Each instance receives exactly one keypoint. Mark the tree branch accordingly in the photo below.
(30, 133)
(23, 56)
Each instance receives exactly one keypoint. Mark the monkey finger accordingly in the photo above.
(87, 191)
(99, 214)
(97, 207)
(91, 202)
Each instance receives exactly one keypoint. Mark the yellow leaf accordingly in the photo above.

============================================================

● **Aim of the exercise**: Copy out each record exactly as given, omitting none.

● **Written answer**:
Each instance receives exactly one keypoint. Mark the tree branch accordingly in the photo below.
(30, 133)
(23, 56)
Each instance receives exactly one keypoint. Mark the monkey finger accordingly in the photo above.
(87, 191)
(99, 214)
(97, 207)
(91, 202)
Each instance receives exactly one keypoint. Mark the yellow leaf accordingly in the photo above.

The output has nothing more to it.